▶ ITEM DA TAREFA 1
De acordo com a resenha sobre o filme “Katyn”, em que data se deu a invasão soviética da Polônia?

▶ TEXTO DO EXERCÍCIO
Há fatos e fatos. Alguns fatos buscam assomar á realidade uma
compreensão humana, histórica e nacional, e outros que servem para encobrir
verdades. “Katyn”, do extraordinário diretor polonês Andrezj Wajda, trata de
uma farsa histórica imposta com brutalidade sobre uma nação acuada no beco
obscuro da Segunda Guerra. É uma produção que guarda certa beleza, mas da qual
se sai modificado, justamente pela habilidade de Wajda de expor a carne ferida
do orgulho polonês, coagido com selvageria a encarar uma mentira e então
revestir-se de resignação por décadas. É de uma coragem sem precedentes que um
diretor reconstituía um episodio tão duro e vergonhoso da história mundial sem
cobrir de panos quentes seus detalhes mais sangrentos e atrozes.
Na Segunda Guerra, o território polonês se encontrava entrincheirado entre
as inimigas Alemanha e União Soviética. Nessa encruzilhada geográfica, o país
não tinha como recuar ou seguir adianta. Da invasão soviética em 17 de setembro
de 1939, a já incisiva ocupação Alemã, os cidadãos poloneses se viam em uma
situação de perplexidade e confusão. Na abertura do filme, a população de
Cracóvia atravessa uma ponte na qual, do lado oposto algumas pessoas já
retornam, fugindo dos russos. Essa população está indefesa, já que o exercito
foi rendido e os soldados entregues aos Alemães ou dispersados, ficando, porém
centenas de oficiais superiores aprisionados pelos soviéticos, com a evidente
intenção de quebrar a espinha da defesa nacional polonesa e evitar uma
insurreição.
A procura do marido oficial, a bela Anna (Maja
Ostaszewska) o encontra em
uma estação, onde estes homens aguardam uma possível transferência para
território russo. Na estação, Andrezj, o marido de Anna, observa cada detalhe
da situação e a anota em um pequeno caderno. No reencontro com a esposa, deixa
claro seu compromisso com o dever militar, ainda que seja patente seu amor pela
família. Quando o pelotão de oficiais é levado pelos soviéticos em um trem e a
pequena filha de Andrezj observa na estação, gritando pelo pai nota-se tão
somente o desamparo de toda a Polônia, que é atingida em igual proporção no
âmbito cultural, quando suas universidades são fechadas e grande parte de seus
intelectuais presos e assassinados. Wajda é tão pontual ao retratar essa
desestruturação que o filme todo transpira o sentimento de impotência que se
abateu sobre os homens e mulheres daquele país. Na cena humilhante em que os
professores e diretores de uma instituição são levados a força pelos Alemães
tem-se a sensação pungente de revolta, ao ver livres pensadores e homens
criadores do progresso sendo reprimidos.

▶ TRECHOS DAS LINHAS
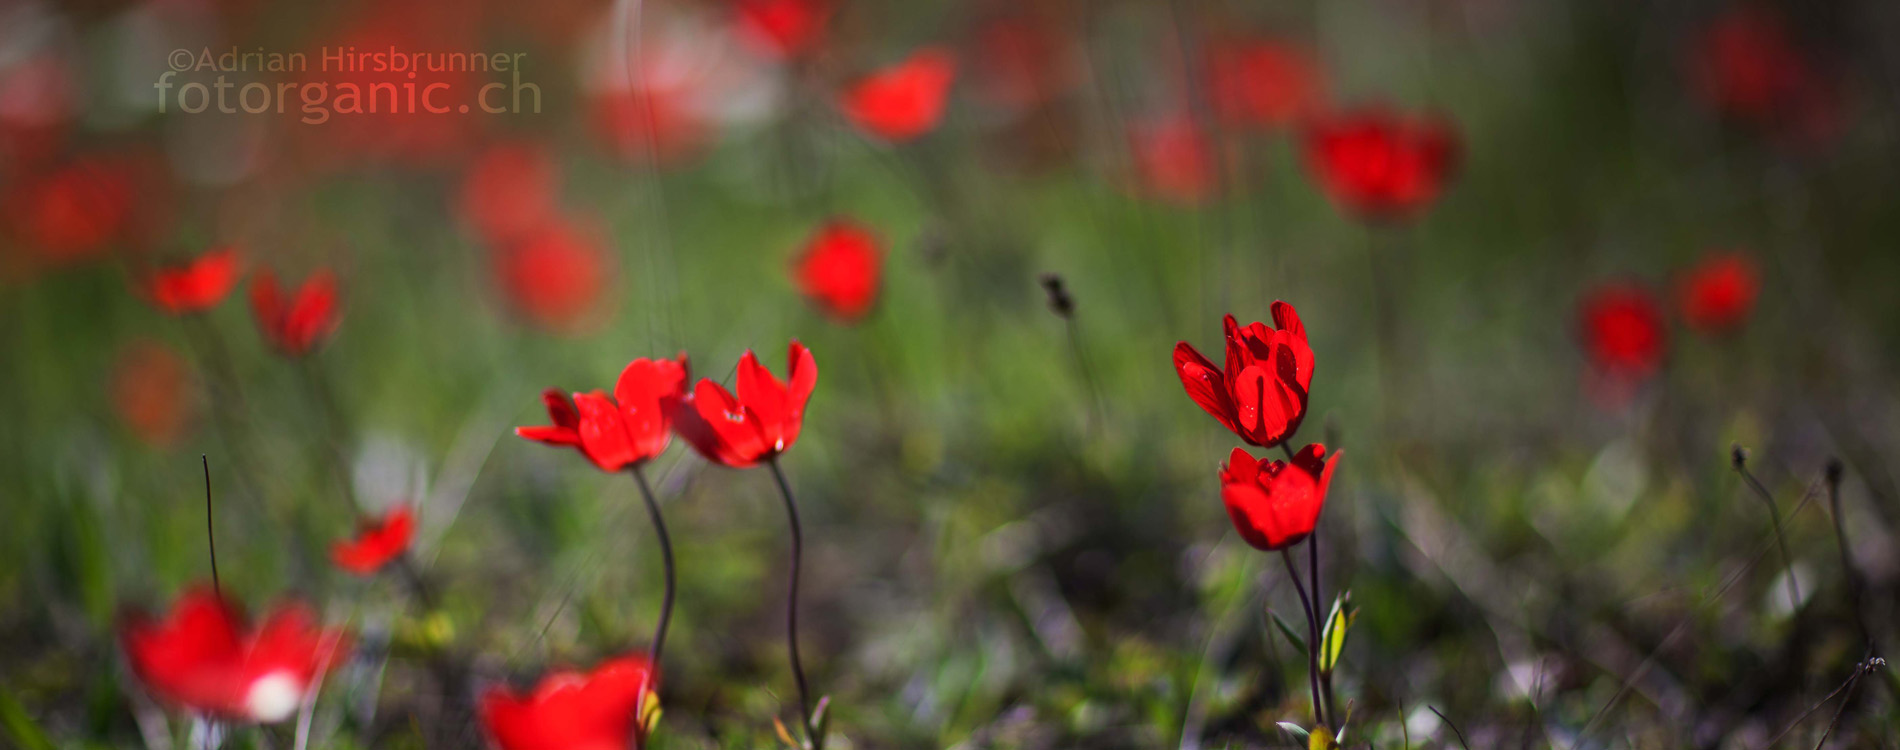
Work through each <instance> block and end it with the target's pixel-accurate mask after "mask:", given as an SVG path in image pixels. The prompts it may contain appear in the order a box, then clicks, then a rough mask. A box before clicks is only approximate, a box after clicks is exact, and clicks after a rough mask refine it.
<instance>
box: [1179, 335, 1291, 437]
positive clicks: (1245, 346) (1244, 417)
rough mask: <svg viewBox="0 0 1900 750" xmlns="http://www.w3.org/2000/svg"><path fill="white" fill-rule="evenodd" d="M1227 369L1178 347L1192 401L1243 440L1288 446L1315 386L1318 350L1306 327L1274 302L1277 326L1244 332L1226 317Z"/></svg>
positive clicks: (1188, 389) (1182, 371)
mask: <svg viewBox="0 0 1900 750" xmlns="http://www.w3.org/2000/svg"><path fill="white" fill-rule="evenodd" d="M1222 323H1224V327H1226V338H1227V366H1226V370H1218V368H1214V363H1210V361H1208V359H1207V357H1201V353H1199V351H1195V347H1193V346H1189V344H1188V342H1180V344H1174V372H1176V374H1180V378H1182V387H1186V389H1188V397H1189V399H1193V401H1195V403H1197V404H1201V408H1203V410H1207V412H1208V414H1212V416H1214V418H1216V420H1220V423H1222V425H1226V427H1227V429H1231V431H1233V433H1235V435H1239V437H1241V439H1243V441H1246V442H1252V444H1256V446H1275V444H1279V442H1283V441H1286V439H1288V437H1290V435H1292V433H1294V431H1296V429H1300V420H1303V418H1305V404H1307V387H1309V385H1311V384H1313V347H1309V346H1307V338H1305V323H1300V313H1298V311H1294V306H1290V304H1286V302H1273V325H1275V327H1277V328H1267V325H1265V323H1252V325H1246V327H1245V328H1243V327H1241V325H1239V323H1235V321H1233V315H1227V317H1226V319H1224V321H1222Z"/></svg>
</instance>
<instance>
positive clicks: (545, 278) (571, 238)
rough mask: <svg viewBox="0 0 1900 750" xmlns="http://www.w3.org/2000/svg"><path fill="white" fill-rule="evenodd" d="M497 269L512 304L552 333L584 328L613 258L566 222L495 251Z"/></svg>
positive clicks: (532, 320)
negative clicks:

▶ ITEM DA TAREFA 2
Atualize o trecho das linhas de dados que vai do início delas até a linha que contém “positive clicks: (1188, 389) (1182, 371)”, inclusive, substituindo “rough mask” por “approximate mask” sem alterar mais nada. Deixe as imagens fora da resposta.

▶ RESPOSTA 1
Em 17 de setembro de 1939.

▶ RESPOSTA 2
Work through each <instance> block and end it with the target's pixel-accurate mask after "mask:", given as an SVG path in image pixels. The prompts it may contain appear in the order a box, then clicks, then a approximate mask. A box before clicks is only approximate, a box after clicks is exact, and clicks after a approximate mask refine it.
<instance>
box: [1179, 335, 1291, 437]
positive clicks: (1245, 346) (1244, 417)
approximate mask: <svg viewBox="0 0 1900 750" xmlns="http://www.w3.org/2000/svg"><path fill="white" fill-rule="evenodd" d="M1227 369L1178 347L1192 401L1243 440L1288 446L1315 386L1318 350L1306 327L1274 302L1277 326L1244 332L1226 317Z"/></svg>
positive clicks: (1188, 389) (1182, 371)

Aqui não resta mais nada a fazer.